Maria Hussain: Is there Peace without God?
- Is there Peace without God?
November 4, 2007
And [on account of] their saying: "We killed the Messiah, Jesus son of
Mary, Messenger of God." They did not kill him and they did not
crucify him, but it was made to seem so to them. Those who argue about
him are in doubt about it. They have no real knowledge of it, just
conjecture. But they certainly did not kill him. God raised him to
Himself. God is Almighty, All-Wise. (Quran, Surat An-Nisa', 4:157-158)
Jesus is a symbol that pre-dates Christianity. He is the man who stood
up for the truth and no one could kill him because even in his alleged
death, his message prevailed. And that message was clearly reasonable.
Those who are killed for speaking the truth are never dead. They are
the very soul of mankind.
There is a problem within the anti-war movement, which is that the
most radical peace activists are so aggressively hostile to the thing
in life which gives the majority of humans on the planet a sense of
peace. Obviously, if my personal focus in life is to strive upon a
path of purification of my worship, and the other person views me for
this reason on some level as a stupid idiot or mentally ill, we do not
have an equal relationship. If I am politely avoiding saying "Praise
the Lord!" in your presence and never mentioning my personal
relationship with Jesus so as not to upset you, but you feel like it's
ok to disrespect God, or to devalue someone's Faith, we don't have an
equal relationship. Our "peace movement" is stuck in a rut.
I personally cannot claim to be part of a Muslim, Christian or Jewish
tradition-based community. My faith has never been group-oriented but
rather came as a result of personal meditations on various readings of
the sages as well as the direct experience of life and its karmic
lessons. What I am more interested in is to study what the books say.
I like to approach the Bible and the Quran as meditational literature.

Items:
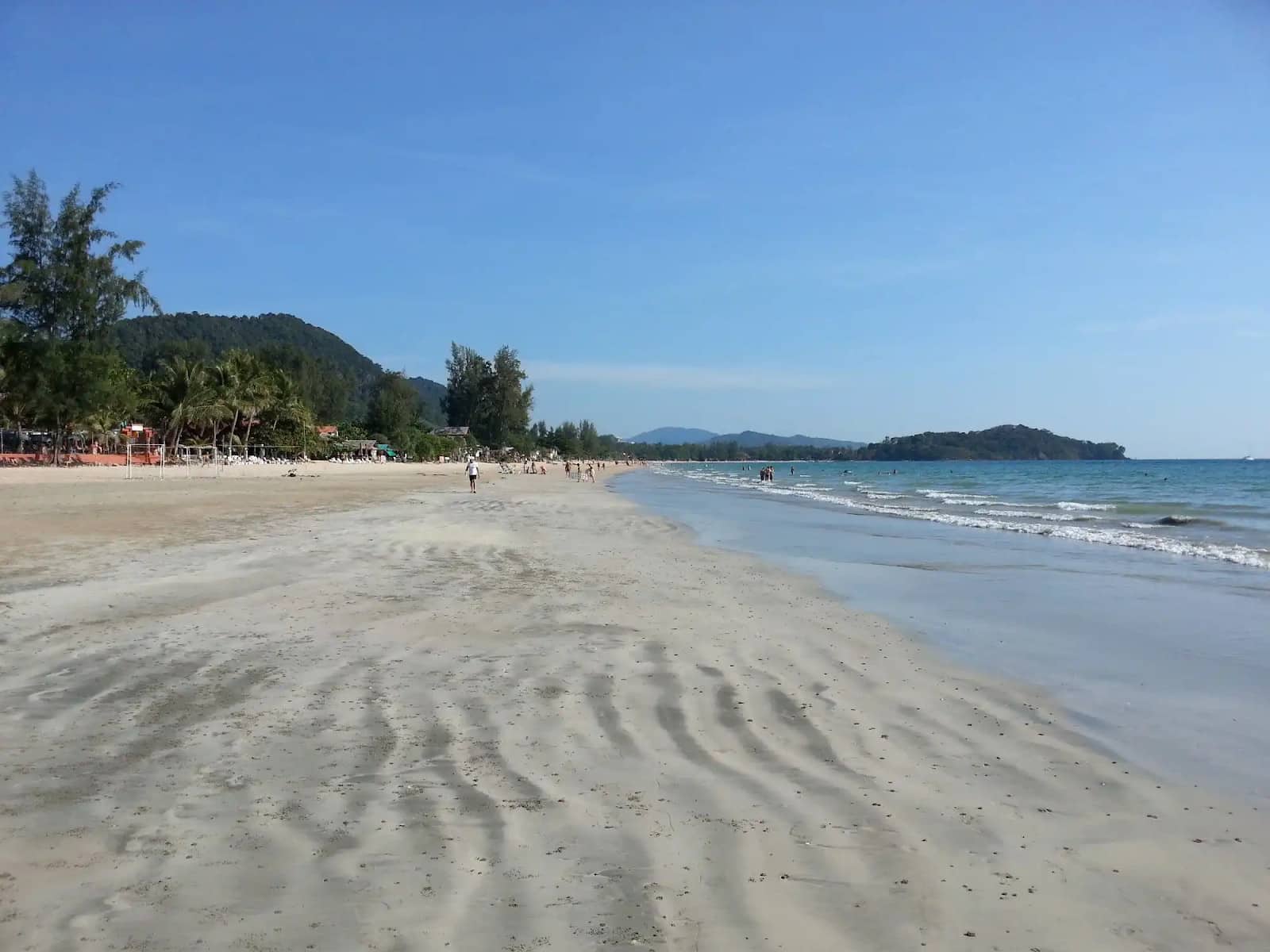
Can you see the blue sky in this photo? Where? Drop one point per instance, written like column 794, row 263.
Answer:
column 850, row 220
---
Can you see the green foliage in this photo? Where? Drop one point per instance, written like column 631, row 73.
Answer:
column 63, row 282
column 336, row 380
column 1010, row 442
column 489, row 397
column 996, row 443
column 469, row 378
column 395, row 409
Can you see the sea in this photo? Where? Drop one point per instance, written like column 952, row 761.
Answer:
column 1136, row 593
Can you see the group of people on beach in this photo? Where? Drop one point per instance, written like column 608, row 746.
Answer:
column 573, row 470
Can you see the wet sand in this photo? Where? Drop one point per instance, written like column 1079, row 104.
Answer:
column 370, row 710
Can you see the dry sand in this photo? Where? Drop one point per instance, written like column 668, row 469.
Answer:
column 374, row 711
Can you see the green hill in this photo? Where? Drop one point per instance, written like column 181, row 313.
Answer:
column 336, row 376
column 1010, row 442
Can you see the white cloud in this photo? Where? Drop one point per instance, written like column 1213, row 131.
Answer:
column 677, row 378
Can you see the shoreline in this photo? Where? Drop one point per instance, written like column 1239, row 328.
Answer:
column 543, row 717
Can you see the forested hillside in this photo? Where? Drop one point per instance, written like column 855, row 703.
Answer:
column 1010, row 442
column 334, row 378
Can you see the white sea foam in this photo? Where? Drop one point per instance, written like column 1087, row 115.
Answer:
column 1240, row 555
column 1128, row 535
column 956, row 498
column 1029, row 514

Task set:
1/ Answer these questions about the essay on peace and God, giving each answer on its own line and marking the answers (a), (b) and (c):
(a) Which surah and verses of the Quran does the opening passage come from?
(b) What does the essay say Jesus is a symbol that pre-dates?
(c) How does the writer like to approach the Bible and the Quran?
2/ Rewrite the part of the essay on peace and God that opens with "Maria Hussain: Is" and closes with "soul of mankind.", putting "teaching" wherever "message" appears.
The material plays no part in the work here.

In response:
1/
(a) Surat An-Nisa', 4:157-158
(b) Christianity
(c) As meditational literature

2/
Maria Hussain: Is there Peace without God?
- Is there Peace without God?
November 4, 2007
And [on account of] their saying: "We killed the Messiah, Jesus son of
Mary, Messenger of God." They did not kill him and they did not
crucify him, but it was made to seem so to them. Those who argue about
him are in doubt about it. They have no real knowledge of it, just
conjecture. But they certainly did not kill him. God raised him to
Himself. God is Almighty, All-Wise. (Quran, Surat An-Nisa', 4:157-158)
Jesus is a symbol that pre-dates Christianity. He is the man who stood
up for the truth and no one could kill him because even in his alleged
death, his teaching prevailed. And that teaching was clearly reasonable.
Those who are killed for speaking the truth are never dead. They are
the very soul of mankind.